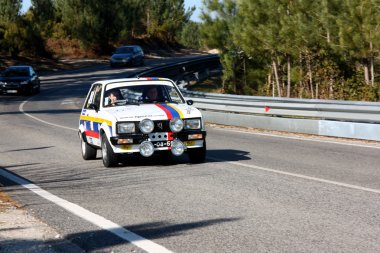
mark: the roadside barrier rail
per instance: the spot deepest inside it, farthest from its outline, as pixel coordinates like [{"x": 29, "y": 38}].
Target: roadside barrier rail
[{"x": 347, "y": 119}]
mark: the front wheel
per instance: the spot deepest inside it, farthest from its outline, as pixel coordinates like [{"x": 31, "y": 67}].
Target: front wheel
[
  {"x": 197, "y": 155},
  {"x": 88, "y": 152},
  {"x": 110, "y": 159}
]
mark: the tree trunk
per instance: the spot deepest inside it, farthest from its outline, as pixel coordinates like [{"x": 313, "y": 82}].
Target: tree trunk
[
  {"x": 331, "y": 88},
  {"x": 316, "y": 90},
  {"x": 366, "y": 71},
  {"x": 289, "y": 77},
  {"x": 372, "y": 66},
  {"x": 301, "y": 84},
  {"x": 310, "y": 74},
  {"x": 276, "y": 77}
]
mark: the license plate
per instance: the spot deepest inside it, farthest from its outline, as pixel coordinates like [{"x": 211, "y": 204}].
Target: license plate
[
  {"x": 160, "y": 144},
  {"x": 189, "y": 143}
]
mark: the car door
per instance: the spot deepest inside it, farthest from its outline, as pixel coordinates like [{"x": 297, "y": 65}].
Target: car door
[{"x": 90, "y": 115}]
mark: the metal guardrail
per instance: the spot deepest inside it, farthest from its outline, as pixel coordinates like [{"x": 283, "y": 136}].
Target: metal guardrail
[{"x": 349, "y": 119}]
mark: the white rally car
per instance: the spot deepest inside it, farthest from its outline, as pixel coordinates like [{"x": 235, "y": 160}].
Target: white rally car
[{"x": 140, "y": 115}]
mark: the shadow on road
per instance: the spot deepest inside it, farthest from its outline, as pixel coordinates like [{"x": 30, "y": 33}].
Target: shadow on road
[{"x": 91, "y": 241}]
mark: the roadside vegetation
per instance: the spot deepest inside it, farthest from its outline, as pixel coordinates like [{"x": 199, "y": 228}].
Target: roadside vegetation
[{"x": 323, "y": 49}]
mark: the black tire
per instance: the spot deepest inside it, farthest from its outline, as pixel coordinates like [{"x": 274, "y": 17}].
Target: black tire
[
  {"x": 88, "y": 152},
  {"x": 110, "y": 159},
  {"x": 197, "y": 155}
]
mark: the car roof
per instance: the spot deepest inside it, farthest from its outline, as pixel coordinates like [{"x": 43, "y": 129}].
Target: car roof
[
  {"x": 121, "y": 80},
  {"x": 19, "y": 66}
]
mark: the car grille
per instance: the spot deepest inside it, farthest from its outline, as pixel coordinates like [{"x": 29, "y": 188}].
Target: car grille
[{"x": 161, "y": 126}]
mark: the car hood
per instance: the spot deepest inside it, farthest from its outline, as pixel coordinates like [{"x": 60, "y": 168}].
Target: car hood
[
  {"x": 121, "y": 55},
  {"x": 14, "y": 79},
  {"x": 153, "y": 112}
]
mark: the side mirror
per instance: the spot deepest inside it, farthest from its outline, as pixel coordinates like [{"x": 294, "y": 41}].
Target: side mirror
[{"x": 94, "y": 107}]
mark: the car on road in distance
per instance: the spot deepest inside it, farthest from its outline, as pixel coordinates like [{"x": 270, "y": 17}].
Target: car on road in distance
[
  {"x": 127, "y": 56},
  {"x": 140, "y": 116},
  {"x": 19, "y": 80}
]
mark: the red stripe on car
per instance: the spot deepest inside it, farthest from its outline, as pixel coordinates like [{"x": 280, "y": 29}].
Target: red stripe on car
[
  {"x": 167, "y": 112},
  {"x": 92, "y": 134}
]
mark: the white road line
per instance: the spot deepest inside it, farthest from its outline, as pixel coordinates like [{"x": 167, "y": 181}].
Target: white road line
[
  {"x": 21, "y": 109},
  {"x": 93, "y": 218},
  {"x": 299, "y": 176},
  {"x": 299, "y": 138}
]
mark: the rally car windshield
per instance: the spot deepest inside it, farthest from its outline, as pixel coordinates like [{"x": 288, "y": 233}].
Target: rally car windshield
[{"x": 141, "y": 94}]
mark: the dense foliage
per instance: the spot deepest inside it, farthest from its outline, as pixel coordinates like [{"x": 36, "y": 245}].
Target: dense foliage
[
  {"x": 99, "y": 25},
  {"x": 313, "y": 49}
]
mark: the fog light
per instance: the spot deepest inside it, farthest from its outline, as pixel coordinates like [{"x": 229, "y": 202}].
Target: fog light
[
  {"x": 124, "y": 141},
  {"x": 177, "y": 148},
  {"x": 146, "y": 149},
  {"x": 194, "y": 136}
]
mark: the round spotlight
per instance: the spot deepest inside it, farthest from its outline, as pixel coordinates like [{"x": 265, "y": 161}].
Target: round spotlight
[
  {"x": 177, "y": 148},
  {"x": 146, "y": 149},
  {"x": 176, "y": 125},
  {"x": 146, "y": 126}
]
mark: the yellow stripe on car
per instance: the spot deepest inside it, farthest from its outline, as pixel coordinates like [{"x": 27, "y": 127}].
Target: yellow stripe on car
[{"x": 177, "y": 110}]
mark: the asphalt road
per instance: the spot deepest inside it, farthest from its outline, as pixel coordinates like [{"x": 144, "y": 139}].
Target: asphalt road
[{"x": 255, "y": 193}]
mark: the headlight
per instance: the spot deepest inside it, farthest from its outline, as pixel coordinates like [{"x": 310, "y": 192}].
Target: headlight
[
  {"x": 176, "y": 125},
  {"x": 146, "y": 126},
  {"x": 192, "y": 123},
  {"x": 125, "y": 128}
]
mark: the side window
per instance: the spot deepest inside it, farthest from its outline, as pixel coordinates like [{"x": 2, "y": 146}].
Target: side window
[
  {"x": 94, "y": 97},
  {"x": 175, "y": 97}
]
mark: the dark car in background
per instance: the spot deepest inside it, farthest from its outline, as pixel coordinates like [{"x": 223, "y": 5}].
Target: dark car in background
[
  {"x": 19, "y": 80},
  {"x": 127, "y": 56}
]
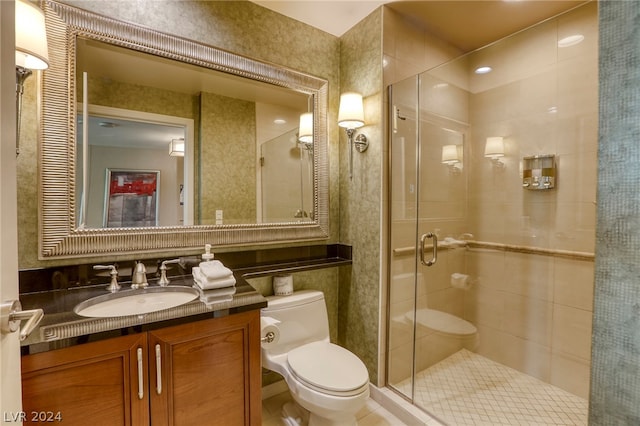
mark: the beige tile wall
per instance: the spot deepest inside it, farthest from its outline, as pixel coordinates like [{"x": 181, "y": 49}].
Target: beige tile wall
[{"x": 533, "y": 312}]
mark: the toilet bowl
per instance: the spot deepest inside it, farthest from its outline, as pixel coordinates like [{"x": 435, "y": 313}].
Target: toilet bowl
[
  {"x": 441, "y": 334},
  {"x": 327, "y": 381}
]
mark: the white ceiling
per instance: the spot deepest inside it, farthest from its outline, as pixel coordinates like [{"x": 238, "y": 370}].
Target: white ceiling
[
  {"x": 333, "y": 16},
  {"x": 467, "y": 24}
]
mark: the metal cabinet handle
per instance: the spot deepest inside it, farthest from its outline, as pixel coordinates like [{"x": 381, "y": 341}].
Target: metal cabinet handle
[
  {"x": 434, "y": 258},
  {"x": 12, "y": 314},
  {"x": 140, "y": 375},
  {"x": 158, "y": 370}
]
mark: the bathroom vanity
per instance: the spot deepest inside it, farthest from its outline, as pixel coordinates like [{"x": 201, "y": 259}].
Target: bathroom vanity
[
  {"x": 190, "y": 364},
  {"x": 202, "y": 372}
]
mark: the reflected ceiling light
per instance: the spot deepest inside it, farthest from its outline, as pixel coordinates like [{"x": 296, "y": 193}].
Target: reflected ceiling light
[
  {"x": 351, "y": 117},
  {"x": 450, "y": 154},
  {"x": 305, "y": 129},
  {"x": 483, "y": 70},
  {"x": 494, "y": 150},
  {"x": 571, "y": 40},
  {"x": 451, "y": 158},
  {"x": 31, "y": 51},
  {"x": 176, "y": 147}
]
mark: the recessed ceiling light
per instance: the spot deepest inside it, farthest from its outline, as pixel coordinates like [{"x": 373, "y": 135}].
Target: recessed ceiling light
[
  {"x": 571, "y": 40},
  {"x": 483, "y": 70}
]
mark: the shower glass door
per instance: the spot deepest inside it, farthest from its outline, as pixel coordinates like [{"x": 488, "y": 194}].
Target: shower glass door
[{"x": 428, "y": 214}]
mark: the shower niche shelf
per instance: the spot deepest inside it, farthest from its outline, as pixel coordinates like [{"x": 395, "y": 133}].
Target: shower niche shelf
[{"x": 539, "y": 172}]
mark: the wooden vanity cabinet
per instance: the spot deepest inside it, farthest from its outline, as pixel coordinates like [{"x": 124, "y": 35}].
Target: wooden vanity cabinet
[{"x": 201, "y": 373}]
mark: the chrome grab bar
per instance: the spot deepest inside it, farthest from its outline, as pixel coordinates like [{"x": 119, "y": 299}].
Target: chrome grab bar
[
  {"x": 140, "y": 375},
  {"x": 423, "y": 239}
]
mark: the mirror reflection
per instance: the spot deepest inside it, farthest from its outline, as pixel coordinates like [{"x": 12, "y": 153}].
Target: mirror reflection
[{"x": 241, "y": 160}]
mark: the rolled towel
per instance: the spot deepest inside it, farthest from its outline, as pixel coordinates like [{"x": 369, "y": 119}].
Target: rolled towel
[
  {"x": 214, "y": 269},
  {"x": 205, "y": 284}
]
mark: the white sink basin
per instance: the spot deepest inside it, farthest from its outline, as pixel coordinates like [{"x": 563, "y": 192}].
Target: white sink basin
[{"x": 135, "y": 302}]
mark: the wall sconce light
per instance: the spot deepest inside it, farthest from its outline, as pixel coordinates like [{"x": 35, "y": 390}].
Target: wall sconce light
[
  {"x": 31, "y": 51},
  {"x": 494, "y": 150},
  {"x": 305, "y": 129},
  {"x": 351, "y": 117},
  {"x": 176, "y": 147},
  {"x": 451, "y": 158}
]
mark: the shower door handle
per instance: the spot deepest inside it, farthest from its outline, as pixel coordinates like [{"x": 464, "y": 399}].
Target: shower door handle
[{"x": 434, "y": 258}]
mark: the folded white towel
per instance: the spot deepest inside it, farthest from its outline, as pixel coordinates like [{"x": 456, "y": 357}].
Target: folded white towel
[
  {"x": 206, "y": 284},
  {"x": 214, "y": 269},
  {"x": 216, "y": 300},
  {"x": 209, "y": 295}
]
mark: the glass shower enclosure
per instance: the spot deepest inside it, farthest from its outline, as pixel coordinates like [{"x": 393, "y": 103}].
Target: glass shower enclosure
[{"x": 490, "y": 281}]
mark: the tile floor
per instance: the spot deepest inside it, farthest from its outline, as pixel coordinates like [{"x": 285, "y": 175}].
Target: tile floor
[
  {"x": 469, "y": 389},
  {"x": 371, "y": 415}
]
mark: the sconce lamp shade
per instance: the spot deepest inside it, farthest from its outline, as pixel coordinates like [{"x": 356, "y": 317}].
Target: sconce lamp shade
[
  {"x": 305, "y": 130},
  {"x": 450, "y": 154},
  {"x": 31, "y": 37},
  {"x": 351, "y": 113},
  {"x": 176, "y": 148},
  {"x": 494, "y": 147}
]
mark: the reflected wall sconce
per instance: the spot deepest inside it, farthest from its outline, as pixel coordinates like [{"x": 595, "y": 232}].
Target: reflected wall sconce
[
  {"x": 176, "y": 147},
  {"x": 31, "y": 51},
  {"x": 494, "y": 150},
  {"x": 305, "y": 129},
  {"x": 351, "y": 117},
  {"x": 451, "y": 158}
]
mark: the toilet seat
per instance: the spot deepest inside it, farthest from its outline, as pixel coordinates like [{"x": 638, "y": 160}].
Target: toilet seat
[{"x": 329, "y": 369}]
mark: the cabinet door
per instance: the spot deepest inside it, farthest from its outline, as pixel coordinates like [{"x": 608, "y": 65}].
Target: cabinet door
[
  {"x": 209, "y": 372},
  {"x": 90, "y": 384}
]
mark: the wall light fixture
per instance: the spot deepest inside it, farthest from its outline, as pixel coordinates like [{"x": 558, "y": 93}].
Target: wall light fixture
[
  {"x": 176, "y": 147},
  {"x": 451, "y": 158},
  {"x": 351, "y": 117},
  {"x": 494, "y": 150},
  {"x": 305, "y": 129},
  {"x": 31, "y": 51}
]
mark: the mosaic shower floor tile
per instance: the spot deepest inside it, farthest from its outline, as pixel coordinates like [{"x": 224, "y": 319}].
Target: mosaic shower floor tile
[{"x": 469, "y": 389}]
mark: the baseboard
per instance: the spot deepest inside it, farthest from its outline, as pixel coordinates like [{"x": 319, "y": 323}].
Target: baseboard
[
  {"x": 401, "y": 408},
  {"x": 274, "y": 389}
]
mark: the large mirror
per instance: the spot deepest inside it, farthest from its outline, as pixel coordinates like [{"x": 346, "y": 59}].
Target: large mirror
[{"x": 154, "y": 142}]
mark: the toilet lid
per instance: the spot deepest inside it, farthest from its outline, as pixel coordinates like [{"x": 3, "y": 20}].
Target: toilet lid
[
  {"x": 328, "y": 367},
  {"x": 444, "y": 322}
]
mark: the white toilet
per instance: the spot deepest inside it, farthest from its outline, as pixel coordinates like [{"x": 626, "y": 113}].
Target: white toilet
[{"x": 330, "y": 383}]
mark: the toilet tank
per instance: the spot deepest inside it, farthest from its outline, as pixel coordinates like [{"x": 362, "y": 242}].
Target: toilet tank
[{"x": 302, "y": 319}]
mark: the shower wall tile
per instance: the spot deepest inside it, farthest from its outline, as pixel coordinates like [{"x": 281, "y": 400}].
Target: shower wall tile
[
  {"x": 572, "y": 331},
  {"x": 574, "y": 283},
  {"x": 529, "y": 276},
  {"x": 570, "y": 373},
  {"x": 527, "y": 356},
  {"x": 527, "y": 318},
  {"x": 409, "y": 49},
  {"x": 531, "y": 51}
]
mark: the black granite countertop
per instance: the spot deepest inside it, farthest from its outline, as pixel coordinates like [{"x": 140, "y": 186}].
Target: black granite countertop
[{"x": 61, "y": 327}]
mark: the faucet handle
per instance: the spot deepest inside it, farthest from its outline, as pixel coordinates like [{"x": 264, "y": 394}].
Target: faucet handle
[
  {"x": 164, "y": 281},
  {"x": 139, "y": 276},
  {"x": 113, "y": 286}
]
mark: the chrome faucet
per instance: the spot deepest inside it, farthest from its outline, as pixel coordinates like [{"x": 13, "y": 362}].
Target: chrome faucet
[
  {"x": 164, "y": 281},
  {"x": 113, "y": 286},
  {"x": 139, "y": 276}
]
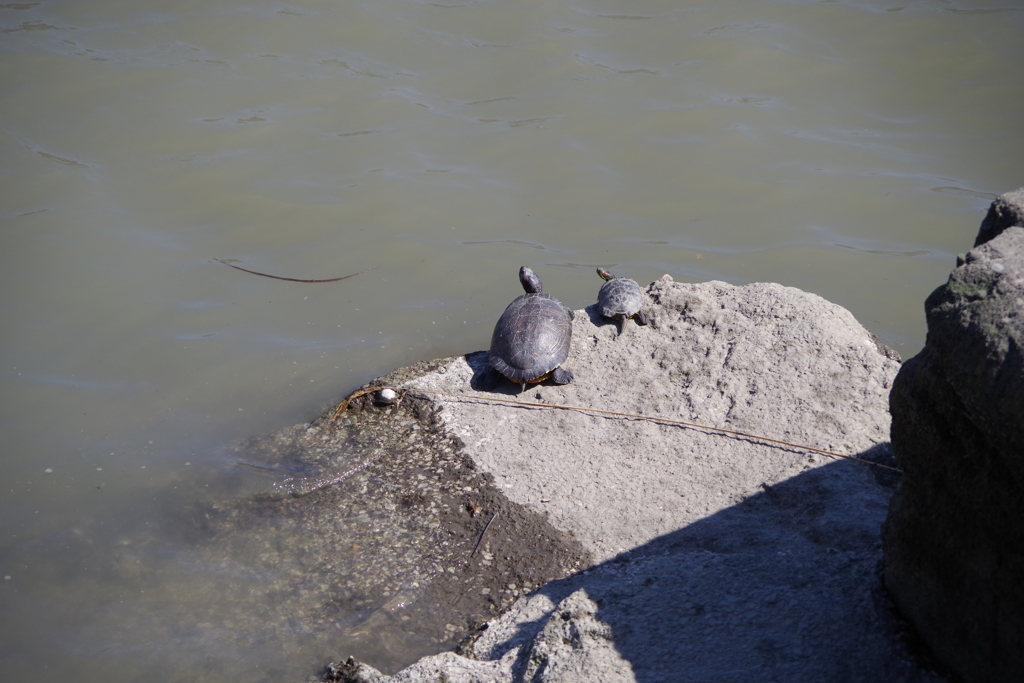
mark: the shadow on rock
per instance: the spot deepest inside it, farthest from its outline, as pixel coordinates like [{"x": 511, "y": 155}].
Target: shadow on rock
[{"x": 782, "y": 586}]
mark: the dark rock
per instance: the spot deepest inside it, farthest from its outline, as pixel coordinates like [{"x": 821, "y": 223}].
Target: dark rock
[
  {"x": 954, "y": 538},
  {"x": 1007, "y": 211}
]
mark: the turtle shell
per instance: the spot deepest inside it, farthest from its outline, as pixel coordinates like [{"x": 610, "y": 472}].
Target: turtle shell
[
  {"x": 531, "y": 338},
  {"x": 620, "y": 298}
]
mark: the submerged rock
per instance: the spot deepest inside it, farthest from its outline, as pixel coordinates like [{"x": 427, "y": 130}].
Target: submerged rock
[{"x": 954, "y": 538}]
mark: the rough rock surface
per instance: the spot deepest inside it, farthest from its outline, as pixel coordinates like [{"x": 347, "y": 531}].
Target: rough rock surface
[
  {"x": 720, "y": 557},
  {"x": 1007, "y": 211},
  {"x": 954, "y": 539}
]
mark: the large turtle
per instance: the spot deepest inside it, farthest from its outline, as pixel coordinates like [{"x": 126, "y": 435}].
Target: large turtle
[
  {"x": 531, "y": 338},
  {"x": 621, "y": 299}
]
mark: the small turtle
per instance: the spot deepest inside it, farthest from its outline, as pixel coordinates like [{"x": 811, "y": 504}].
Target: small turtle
[
  {"x": 621, "y": 299},
  {"x": 531, "y": 338}
]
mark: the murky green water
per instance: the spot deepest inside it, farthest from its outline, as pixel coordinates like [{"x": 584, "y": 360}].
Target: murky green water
[{"x": 849, "y": 148}]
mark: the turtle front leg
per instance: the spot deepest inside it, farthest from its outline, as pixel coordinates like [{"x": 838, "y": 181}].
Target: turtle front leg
[
  {"x": 562, "y": 376},
  {"x": 485, "y": 380}
]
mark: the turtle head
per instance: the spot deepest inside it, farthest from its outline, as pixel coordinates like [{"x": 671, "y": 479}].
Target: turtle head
[{"x": 530, "y": 283}]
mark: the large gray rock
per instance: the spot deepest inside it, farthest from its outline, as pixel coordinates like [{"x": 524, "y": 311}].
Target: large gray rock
[
  {"x": 954, "y": 537},
  {"x": 720, "y": 557}
]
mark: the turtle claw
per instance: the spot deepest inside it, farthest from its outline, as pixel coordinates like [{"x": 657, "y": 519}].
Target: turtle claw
[{"x": 562, "y": 376}]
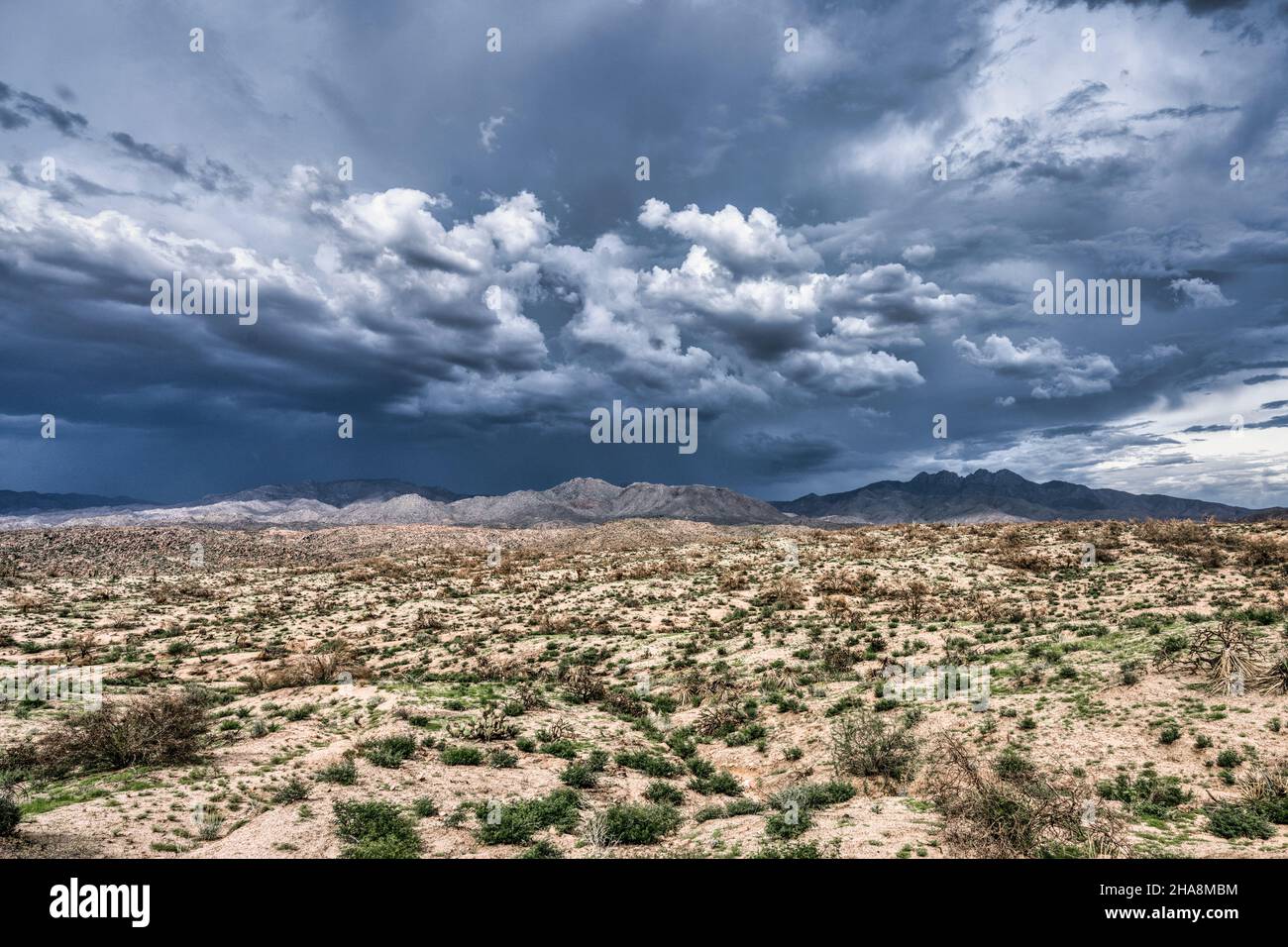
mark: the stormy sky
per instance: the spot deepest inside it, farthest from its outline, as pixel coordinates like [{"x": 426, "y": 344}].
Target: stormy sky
[{"x": 791, "y": 268}]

▶ _Problem to work on_
Drop the pictures, then write out only the lines running from the one containing "mark: the murky green water" through the last line above, both included, exactly.

▶ _Written reply_
mark: the murky green water
per instance: the spot deepest inside it, farthest from its outline, as pixel coordinates like [{"x": 584, "y": 360}].
Target: murky green water
[{"x": 849, "y": 148}]
mark: the turtle front leg
per instance: the spot deepest inside it, farthest from its outline, as pixel coordinates like [{"x": 838, "y": 181}].
Target: turtle front leg
[
  {"x": 562, "y": 376},
  {"x": 485, "y": 380}
]
mark: the turtle head
per instance: the spot deepest inside it, farthest from its outline, as pixel coordinates like [{"x": 671, "y": 479}].
Target: turtle head
[{"x": 530, "y": 283}]
mark: the large gray rock
per instance: the spot deepest inside it, farthest from its outline, as pixel coordinates like [{"x": 524, "y": 311}].
Target: large gray rock
[
  {"x": 954, "y": 537},
  {"x": 720, "y": 557}
]
mark: the turtle claw
per instance: the spot deepest inside it, farthest from its outline, as pixel coordinates like [{"x": 657, "y": 519}].
Target: turtle claw
[{"x": 562, "y": 376}]
mark: the stormy sky
per instance: the spot deepest inside it, farthest from its outline, as pixel coordinates like [{"x": 426, "y": 344}].
Target: stormy sky
[{"x": 791, "y": 268}]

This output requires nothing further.